* Task goal
Copy the data below exactly, omitting any picture it contains.

* Data records

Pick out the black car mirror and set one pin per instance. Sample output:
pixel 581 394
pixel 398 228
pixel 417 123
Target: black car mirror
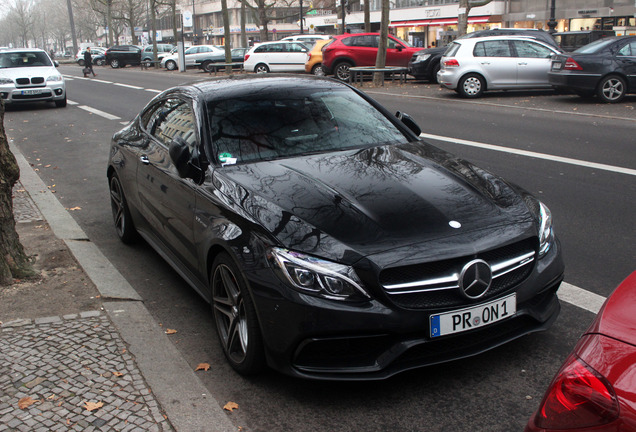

* Expected answer
Pick out the black car mirror and set one pin per instance. Sample output:
pixel 581 394
pixel 398 228
pixel 417 123
Target: black car mirror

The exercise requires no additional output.